EXERCISE INPUT:
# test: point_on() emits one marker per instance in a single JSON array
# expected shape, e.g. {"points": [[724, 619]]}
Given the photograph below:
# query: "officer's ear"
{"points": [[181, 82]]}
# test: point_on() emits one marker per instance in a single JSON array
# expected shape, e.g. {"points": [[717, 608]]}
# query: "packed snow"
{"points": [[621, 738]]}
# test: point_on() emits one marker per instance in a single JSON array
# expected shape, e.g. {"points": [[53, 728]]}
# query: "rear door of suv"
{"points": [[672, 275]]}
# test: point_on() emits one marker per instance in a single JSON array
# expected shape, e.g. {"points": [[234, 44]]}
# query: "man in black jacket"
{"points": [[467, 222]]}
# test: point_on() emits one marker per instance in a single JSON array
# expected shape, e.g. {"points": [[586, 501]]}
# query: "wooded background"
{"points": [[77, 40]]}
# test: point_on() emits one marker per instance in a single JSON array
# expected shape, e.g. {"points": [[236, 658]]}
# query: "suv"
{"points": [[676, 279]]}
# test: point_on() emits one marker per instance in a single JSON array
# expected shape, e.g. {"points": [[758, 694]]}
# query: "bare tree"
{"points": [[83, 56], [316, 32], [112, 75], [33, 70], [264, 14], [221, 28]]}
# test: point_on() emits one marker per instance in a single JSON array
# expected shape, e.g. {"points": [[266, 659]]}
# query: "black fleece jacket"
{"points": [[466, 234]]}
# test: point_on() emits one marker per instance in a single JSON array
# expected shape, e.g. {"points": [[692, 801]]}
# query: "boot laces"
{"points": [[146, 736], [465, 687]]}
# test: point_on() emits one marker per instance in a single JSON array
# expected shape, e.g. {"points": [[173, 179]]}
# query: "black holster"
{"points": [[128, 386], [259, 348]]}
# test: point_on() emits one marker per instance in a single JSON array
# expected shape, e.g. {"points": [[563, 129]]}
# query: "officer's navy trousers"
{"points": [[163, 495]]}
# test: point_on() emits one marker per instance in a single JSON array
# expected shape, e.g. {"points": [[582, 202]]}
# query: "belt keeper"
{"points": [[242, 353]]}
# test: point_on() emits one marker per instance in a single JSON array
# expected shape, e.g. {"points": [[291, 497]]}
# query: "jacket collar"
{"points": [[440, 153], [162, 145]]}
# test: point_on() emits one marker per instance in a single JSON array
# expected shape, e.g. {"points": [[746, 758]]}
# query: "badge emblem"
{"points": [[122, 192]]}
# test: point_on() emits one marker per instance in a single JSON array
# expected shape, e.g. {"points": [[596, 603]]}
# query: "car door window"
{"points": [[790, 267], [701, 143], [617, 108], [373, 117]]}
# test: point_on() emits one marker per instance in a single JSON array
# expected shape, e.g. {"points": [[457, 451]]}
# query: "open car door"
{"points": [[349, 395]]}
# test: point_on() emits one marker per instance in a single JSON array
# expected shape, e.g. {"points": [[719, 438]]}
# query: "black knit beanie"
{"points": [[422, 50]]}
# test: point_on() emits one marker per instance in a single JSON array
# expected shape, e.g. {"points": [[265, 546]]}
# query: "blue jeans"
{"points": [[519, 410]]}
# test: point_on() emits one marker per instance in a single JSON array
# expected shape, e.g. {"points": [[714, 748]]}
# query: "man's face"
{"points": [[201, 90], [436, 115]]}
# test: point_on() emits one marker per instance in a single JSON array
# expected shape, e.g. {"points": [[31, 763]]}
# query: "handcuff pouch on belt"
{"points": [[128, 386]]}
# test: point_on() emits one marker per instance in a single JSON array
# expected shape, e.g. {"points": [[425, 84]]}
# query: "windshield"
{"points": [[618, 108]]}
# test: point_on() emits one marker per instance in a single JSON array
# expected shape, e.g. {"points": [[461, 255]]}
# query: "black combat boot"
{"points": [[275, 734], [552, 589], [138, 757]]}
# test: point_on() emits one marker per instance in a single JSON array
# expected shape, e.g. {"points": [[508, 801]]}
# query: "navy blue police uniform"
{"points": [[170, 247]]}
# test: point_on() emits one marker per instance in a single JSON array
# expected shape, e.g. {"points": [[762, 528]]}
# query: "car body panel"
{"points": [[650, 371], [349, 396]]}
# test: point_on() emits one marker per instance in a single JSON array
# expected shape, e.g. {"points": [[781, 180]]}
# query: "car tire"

WRITTEN REQUEST:
Return the whole listing exactly, with every line included.

SOLUTION:
# test: point_on() emits one marker per instance in a single JSON array
# expected shape, e.g. {"points": [[724, 619]]}
Given the photograph below:
# query: "officer's ear"
{"points": [[181, 82]]}
# test: point_on() emits one marker per instance in a single JSON array
# expected shape, e.g. {"points": [[717, 608]]}
# query: "packed snow"
{"points": [[621, 738]]}
# test: point_on() emits one marker per instance in a single JSON array
# expected shape, e.g. {"points": [[53, 728]]}
# query: "rear door of suv"
{"points": [[672, 275]]}
# test: point_on() emits one marker per instance in a single JSON array
# expected shape, e.g. {"points": [[234, 44]]}
# query: "man in black jacket"
{"points": [[467, 222]]}
# test: point_on() emits one marker per instance in a single JSON array
# expected shape, e.g. {"points": [[586, 501]]}
# query: "wooded background"
{"points": [[77, 40]]}
# test: point_on() emits one marker per instance in a single JSON array
# expected shape, e.g. {"points": [[236, 658]]}
# query: "suv"
{"points": [[676, 279]]}
# test: point_on() emits one marker per instance in a single JSON array
# expected shape, e.g. {"points": [[758, 694]]}
# query: "bare tree"
{"points": [[83, 56], [316, 32], [112, 75], [33, 70], [264, 14], [221, 28]]}
# test: point_on() emits one marker per instance in a single JSON array
# expected shape, e.g. {"points": [[266, 659]]}
# query: "black fleece jacket"
{"points": [[466, 234]]}
# test: point_on() emits one marker per instance in a single JSON array
# expected shape, e.g. {"points": [[692, 801]]}
# query: "boot laces"
{"points": [[146, 736], [465, 687]]}
# test: point_on() emits one marker per instance in a single JSON array
# expected shape, e.g. {"points": [[173, 179]]}
# query: "black holster"
{"points": [[128, 386], [259, 348]]}
# test: point_on() emits one marker per instance in a single JSON array
# expected shape, e.g. {"points": [[563, 129]]}
# query: "officer's navy trousers"
{"points": [[163, 495]]}
# test: point_on() emits one marker per instance in a single JSON array
# expected shape, e.g. {"points": [[582, 202]]}
# query: "belt keeper"
{"points": [[242, 353]]}
# test: point_on() emits one marker per instance in a single JSON array
# expected shape, e.g. {"points": [[291, 497]]}
# query: "jacket collar"
{"points": [[440, 153], [162, 145]]}
# test: point_on() emits one marker per instance in a single JSON array
# expected shape, e.g. {"points": [[746, 758]]}
# query: "badge emblem"
{"points": [[122, 192]]}
# test: point_on() emits one marker per instance in a single JSON array
# expected shape, e.g. {"points": [[596, 603]]}
# query: "car door window"
{"points": [[790, 267], [701, 143], [617, 108], [373, 117]]}
# test: point_on() emits one marker per instance in a single JSON array
# expected shape, e.g. {"points": [[457, 451]]}
# query: "open car door"
{"points": [[349, 395]]}
# test: point_on() emits one marker per instance in a single JSON array
# expected shape, e.g. {"points": [[719, 438]]}
# query: "black knit beanie"
{"points": [[422, 50]]}
# test: point_on() emits one marker per instance in a single JSON array
# expected shape, e.g. {"points": [[265, 546]]}
# query: "blue jeans"
{"points": [[519, 410]]}
# test: point_on() emits one marker per instance in a single JSON array
# expected shape, e.g. {"points": [[714, 748]]}
# query: "man's face"
{"points": [[201, 90], [436, 115]]}
# test: point_on() emits one marker per instance in a single JSON array
# expected shape, e.g. {"points": [[31, 763]]}
# query: "handcuff pouch on belt"
{"points": [[128, 386]]}
# test: point_on() emits one marker per instance in a single JSON array
# expected shape, e.g. {"points": [[425, 84]]}
# query: "windshield"
{"points": [[618, 108]]}
# test: point_on() emits one marker per instance in a single JSON array
# expected shape, e.g. {"points": [[461, 255]]}
# query: "black combat boot"
{"points": [[275, 734], [552, 589], [138, 757]]}
# test: point_on() emits one marker per instance in a single JSON array
# expected shape, e.g. {"points": [[508, 801]]}
# query: "navy blue police uniform"
{"points": [[170, 247]]}
# test: point_on() emits one marker per instance in a single JSON array
# expected shape, e.g. {"points": [[762, 528]]}
# query: "car body panel"
{"points": [[650, 371], [349, 396]]}
# test: point_on() emits one marker per instance in a single JSON array
# expected shape, e.g. {"points": [[781, 180]]}
# query: "car tire"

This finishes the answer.